Problem 1
In the food production passage, what do demographers predict earth's human population will be in 25 years?
Problem 2
Write out the food production passage again starting with "Demographers predict that" and going on through "the human body?", switching "Demographers" to "Population experts".
Problem 3
Do these statements agree with the food production passage? Answer yes or no for each and quote the words that decide it. (a) Modern technology can be carried over to other countries. (b) Keeping incentive systems for farmers is easier than spreading research. (c) Earth's population today is 5.0 billion.

Source passage
::::
We must find the answers to this problem at a time when we have no new western hemisphere to discover, no new prairie sods to plow, no more virgin woods in temperate climates to clear and convert into farmland. Indeed, we must double food production at a time when many nations are losing arable land to urban sprawl, highway construction, and recreation.

Demographers predict that in 25 years earth’s human population will be 6.5 to 7.0 billion, compared with 4.0 billion today.

Can we feed those 7 billion people 25 years from now?

The answer is simple. Yes, we can—or they won’t be here!

The question is not can we feed them, but can we feed them well. For that part of the world’s population that often goes to bed hungry, can we make eating an exciting experience? Can we make eating something more than a mere exercise in sustaining life inside the human body?

Can we produce and distribute enough food to generate the sort of happiness and satisfaction that will promote peace?

The answer to all these questions is a resounding yes, if we take positive action on two important fronts:

  1. Continue to emphasize agricultural research and technology, both public and private.
  2. Continue and strengthen a system of individual freedom and incentives that reach each and every farmer willing to strive for them.

The first of these two will be the less difficult to attain, both here and abroad. Modern technology is transferable; research results can cross oceans and mountains overnight. Scientific developments that have taken 20 years to perfect can be transported to other countries in months.

But the maintenance of incentive systems for the farmer is far more difficult. Yet, it is just as crucial—perhaps more crucial. This is true both here and abroad. Too often we have believed that the road to more food for the developing countries is paved only with science and technology. Yet, those techniques, when transplanted, have sometimes withered on the vine, almost before our own technicians could get out of the field.
::::
Data provided
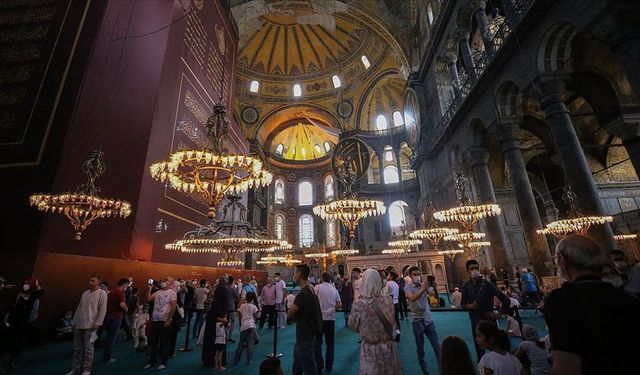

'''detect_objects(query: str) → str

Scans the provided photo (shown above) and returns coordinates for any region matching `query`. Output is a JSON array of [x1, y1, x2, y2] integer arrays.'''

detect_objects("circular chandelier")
::::
Correct output 1
6.5 to 7.0 billion

Correct output 2
Population experts predict that in 25 years earth’s human population will be 6.5 to 7.0 billion, compared with 4.0 billion today.

Can we feed those 7 billion people 25 years from now?

The answer is simple. Yes, we can—or they won’t be here!

The question is not can we feed them, but can we feed them well. For that part of the world’s population that often goes to bed hungry, can we make eating an exciting experience? Can we make eating something more than a mere exercise in sustaining life inside the human body?

Correct output 3
(a) Yes: "Modern technology is transferable"
(b) No: "But the maintenance of incentive systems for the farmer is far more difficult."
(c) No: "compared with 4.0 billion today"